**WORK INSTRUCTIONS:** All lines from the line containing "the ice surface" up to and including the last line of the listing below should be echoed exactly; no other lines belong in the response.

**PROVIDED RECORDS:**
↓↓↓

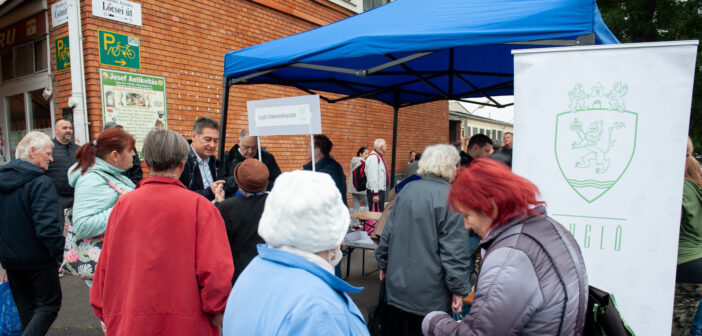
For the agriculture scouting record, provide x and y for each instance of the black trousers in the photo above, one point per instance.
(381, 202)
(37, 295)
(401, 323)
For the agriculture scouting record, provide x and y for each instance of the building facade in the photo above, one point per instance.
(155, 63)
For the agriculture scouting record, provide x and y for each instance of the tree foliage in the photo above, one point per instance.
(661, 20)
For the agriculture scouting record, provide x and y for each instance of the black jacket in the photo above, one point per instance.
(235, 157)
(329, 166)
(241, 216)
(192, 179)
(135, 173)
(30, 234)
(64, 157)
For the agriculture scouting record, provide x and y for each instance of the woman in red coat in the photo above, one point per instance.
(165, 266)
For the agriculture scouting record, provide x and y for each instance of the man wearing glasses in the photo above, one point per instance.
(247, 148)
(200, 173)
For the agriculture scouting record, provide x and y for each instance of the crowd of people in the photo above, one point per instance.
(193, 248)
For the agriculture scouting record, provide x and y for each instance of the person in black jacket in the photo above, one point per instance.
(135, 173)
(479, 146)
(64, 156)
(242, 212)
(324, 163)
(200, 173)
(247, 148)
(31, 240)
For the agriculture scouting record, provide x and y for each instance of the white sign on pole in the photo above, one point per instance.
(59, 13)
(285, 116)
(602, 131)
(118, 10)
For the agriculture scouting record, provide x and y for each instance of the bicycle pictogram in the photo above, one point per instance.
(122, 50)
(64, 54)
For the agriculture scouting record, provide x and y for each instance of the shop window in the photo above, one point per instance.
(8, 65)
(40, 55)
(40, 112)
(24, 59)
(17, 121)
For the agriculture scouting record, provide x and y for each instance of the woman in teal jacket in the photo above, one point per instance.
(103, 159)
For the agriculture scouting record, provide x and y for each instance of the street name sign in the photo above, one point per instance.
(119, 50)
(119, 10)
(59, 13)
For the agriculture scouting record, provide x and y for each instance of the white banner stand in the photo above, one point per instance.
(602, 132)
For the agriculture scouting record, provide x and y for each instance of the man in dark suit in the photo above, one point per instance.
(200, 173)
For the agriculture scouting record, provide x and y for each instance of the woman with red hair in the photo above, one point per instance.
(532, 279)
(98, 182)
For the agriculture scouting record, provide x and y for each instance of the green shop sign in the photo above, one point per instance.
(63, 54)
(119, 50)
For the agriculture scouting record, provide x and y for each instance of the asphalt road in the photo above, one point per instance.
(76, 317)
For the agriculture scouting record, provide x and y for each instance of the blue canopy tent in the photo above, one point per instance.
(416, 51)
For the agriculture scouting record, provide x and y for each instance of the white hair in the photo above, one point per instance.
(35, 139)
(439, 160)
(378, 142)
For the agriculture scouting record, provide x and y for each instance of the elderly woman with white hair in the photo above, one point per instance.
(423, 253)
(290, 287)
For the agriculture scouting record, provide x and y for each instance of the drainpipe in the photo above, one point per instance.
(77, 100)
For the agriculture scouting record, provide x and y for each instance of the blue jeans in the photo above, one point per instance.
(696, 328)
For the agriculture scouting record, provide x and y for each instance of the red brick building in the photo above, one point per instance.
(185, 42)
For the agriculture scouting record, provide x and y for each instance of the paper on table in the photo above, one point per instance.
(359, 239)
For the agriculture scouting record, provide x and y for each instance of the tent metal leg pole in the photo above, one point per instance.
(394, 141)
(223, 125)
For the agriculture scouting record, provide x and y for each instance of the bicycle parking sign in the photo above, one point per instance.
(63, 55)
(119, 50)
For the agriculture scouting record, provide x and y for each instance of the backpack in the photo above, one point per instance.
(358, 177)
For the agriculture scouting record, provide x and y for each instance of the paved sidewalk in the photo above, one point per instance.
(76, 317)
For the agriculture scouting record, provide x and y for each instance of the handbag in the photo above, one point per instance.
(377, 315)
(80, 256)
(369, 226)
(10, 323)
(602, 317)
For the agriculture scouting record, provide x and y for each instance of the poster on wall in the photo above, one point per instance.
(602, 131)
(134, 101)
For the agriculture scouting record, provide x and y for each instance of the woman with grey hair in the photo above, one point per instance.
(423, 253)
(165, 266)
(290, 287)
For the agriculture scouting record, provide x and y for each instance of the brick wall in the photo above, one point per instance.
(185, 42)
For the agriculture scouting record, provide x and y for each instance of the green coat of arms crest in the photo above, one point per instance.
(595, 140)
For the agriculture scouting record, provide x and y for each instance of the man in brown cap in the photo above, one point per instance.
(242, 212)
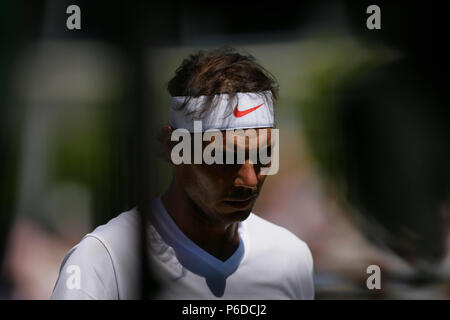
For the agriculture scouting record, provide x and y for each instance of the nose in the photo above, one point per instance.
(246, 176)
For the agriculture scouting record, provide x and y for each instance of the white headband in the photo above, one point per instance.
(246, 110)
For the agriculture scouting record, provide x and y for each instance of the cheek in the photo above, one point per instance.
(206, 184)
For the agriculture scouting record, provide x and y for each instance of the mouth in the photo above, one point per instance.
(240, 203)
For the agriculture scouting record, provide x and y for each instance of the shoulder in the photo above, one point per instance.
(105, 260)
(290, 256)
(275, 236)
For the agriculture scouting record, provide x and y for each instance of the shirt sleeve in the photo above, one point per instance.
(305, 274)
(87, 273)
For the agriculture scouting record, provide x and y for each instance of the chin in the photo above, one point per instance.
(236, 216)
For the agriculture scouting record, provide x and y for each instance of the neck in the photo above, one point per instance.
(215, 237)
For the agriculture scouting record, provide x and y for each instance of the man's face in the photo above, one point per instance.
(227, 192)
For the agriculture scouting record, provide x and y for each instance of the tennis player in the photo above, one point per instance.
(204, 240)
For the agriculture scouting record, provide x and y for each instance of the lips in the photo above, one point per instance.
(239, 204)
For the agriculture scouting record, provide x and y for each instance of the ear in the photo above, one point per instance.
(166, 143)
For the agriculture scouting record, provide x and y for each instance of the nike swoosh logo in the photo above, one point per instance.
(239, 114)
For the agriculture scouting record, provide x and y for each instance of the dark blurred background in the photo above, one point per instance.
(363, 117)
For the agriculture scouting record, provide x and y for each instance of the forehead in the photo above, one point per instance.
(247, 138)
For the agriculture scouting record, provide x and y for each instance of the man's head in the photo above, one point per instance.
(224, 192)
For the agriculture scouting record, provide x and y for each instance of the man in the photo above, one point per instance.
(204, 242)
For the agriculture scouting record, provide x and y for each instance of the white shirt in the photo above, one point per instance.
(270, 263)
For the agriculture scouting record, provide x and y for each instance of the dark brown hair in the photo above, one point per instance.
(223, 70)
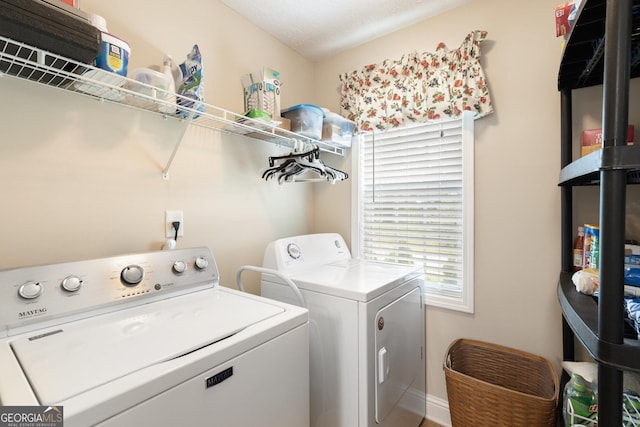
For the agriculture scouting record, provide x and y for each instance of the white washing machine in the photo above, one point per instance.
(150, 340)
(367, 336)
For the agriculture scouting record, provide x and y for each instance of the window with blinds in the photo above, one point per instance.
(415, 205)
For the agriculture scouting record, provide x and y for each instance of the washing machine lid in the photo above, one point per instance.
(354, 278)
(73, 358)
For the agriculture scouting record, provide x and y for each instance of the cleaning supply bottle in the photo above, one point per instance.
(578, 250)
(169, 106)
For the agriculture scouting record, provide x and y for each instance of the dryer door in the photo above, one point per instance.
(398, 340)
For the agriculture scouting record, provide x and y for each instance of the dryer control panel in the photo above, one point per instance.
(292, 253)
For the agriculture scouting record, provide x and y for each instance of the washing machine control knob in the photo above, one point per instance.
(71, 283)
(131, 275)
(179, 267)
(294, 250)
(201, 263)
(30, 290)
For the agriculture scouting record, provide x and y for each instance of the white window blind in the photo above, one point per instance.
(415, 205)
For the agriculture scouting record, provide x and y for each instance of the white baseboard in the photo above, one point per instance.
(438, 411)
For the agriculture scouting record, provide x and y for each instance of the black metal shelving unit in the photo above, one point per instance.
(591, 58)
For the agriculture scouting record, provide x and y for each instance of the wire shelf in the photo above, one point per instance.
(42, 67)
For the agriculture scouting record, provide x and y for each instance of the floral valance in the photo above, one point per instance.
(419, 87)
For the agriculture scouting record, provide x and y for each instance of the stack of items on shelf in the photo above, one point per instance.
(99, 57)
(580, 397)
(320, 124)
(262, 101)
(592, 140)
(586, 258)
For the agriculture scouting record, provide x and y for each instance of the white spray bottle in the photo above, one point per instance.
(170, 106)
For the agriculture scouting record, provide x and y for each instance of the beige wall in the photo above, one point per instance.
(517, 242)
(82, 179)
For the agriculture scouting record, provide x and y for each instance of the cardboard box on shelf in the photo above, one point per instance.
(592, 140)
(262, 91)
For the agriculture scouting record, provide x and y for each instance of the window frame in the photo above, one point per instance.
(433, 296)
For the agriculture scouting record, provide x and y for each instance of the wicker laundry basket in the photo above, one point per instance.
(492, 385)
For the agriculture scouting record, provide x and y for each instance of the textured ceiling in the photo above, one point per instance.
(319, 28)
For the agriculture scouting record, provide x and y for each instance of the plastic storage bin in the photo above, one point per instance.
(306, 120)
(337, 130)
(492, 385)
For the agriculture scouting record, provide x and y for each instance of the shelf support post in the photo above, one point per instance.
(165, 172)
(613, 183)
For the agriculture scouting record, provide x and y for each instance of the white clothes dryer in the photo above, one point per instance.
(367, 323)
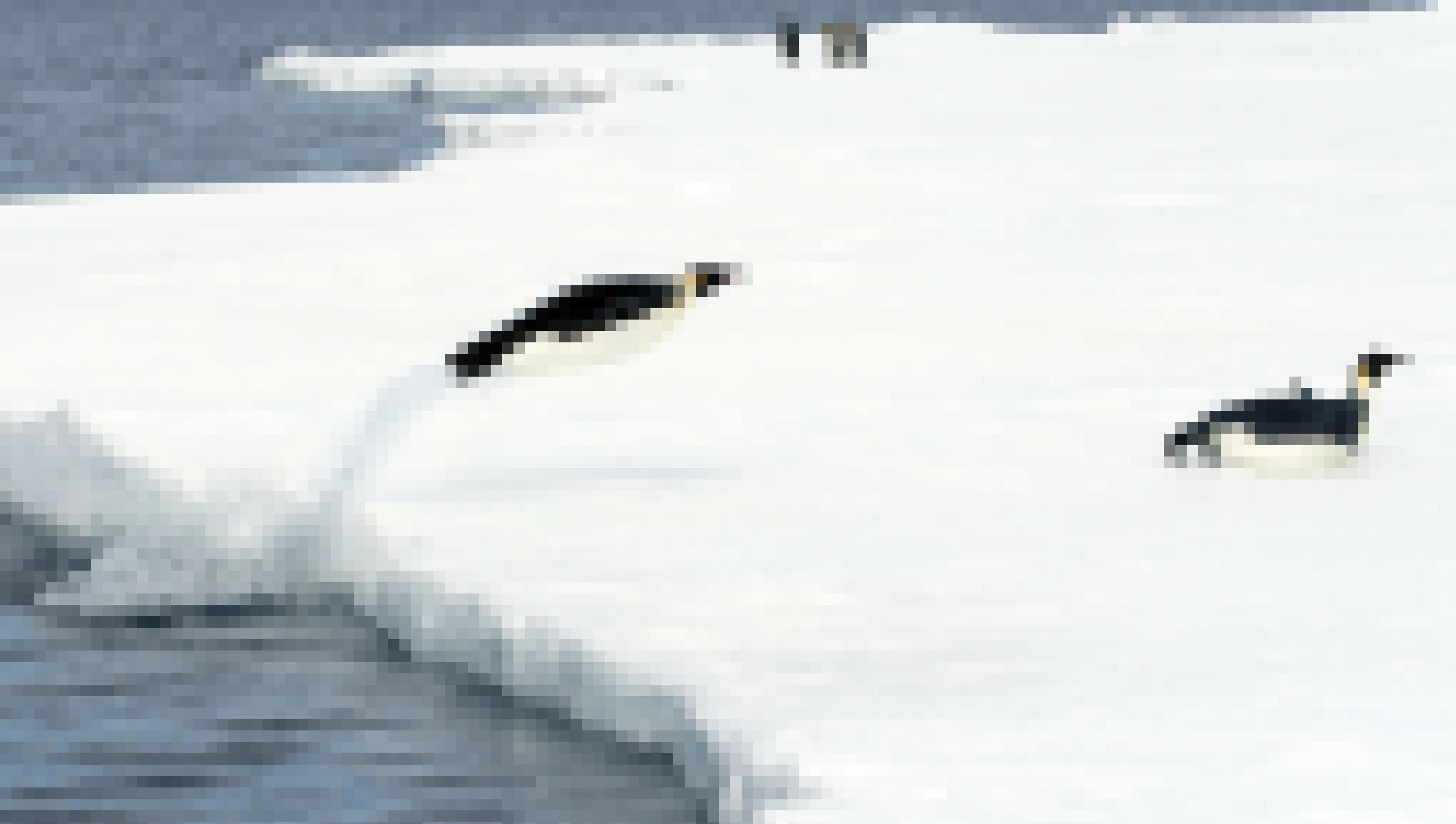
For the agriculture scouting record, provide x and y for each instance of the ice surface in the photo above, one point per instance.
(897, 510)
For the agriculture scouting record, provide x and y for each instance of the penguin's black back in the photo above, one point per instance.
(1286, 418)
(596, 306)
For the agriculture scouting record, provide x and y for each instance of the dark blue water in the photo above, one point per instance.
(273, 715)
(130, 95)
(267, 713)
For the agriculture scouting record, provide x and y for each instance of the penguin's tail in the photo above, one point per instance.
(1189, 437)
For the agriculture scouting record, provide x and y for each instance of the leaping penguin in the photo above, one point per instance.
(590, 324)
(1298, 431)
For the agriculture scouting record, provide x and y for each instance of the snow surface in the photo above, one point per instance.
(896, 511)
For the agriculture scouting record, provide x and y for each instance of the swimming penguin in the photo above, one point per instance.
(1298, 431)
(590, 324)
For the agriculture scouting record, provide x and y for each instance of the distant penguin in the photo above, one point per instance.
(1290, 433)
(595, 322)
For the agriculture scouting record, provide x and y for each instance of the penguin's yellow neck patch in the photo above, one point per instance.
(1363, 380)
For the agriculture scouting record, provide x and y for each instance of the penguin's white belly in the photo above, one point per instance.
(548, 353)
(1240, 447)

↑↑↑

**RESPONSE TO THIS TASK:**
For the agriculture scouting record, provide x and y for each instance of the ice surface in the photo above, one point per instance.
(897, 510)
For the agriculture scouting record, provide x and y for each instance of the penguin's black back in the photo above, one point per instance.
(1286, 418)
(596, 306)
For the agriculture scouting record, provide x and y for each instance of the dark blue water in the photo above, one point per instance.
(273, 715)
(130, 95)
(267, 713)
For the agriculture scouting record, provide x and y for each instance of the penguin's tail in the photo above, one point per instance.
(1189, 437)
For the agriculture scouting record, provide x and y for each instance of the leaping penguin in the photo above, one point per instance.
(590, 324)
(1298, 431)
For the agriculture scouting record, provide x and y for each instance of the snow surface in the photo above, one point per instance.
(896, 511)
For the agriculture scouting record, provide x and y for each instance of the swimming penguin in the photo above, one point per instance.
(1298, 431)
(590, 324)
For the agriculture scouting record, provide x and y for each instance of the distant penguin in the photo above, one point per instance.
(1290, 433)
(595, 322)
For the agriculture scouting record, provide x and y for each instance of the penguin's yellow neck patch in the photo above, one point per instance.
(1363, 380)
For the agriculture scouting record, provide x and y for each instance of the penguin's white belly in the photo above, one point per instance.
(548, 353)
(1240, 447)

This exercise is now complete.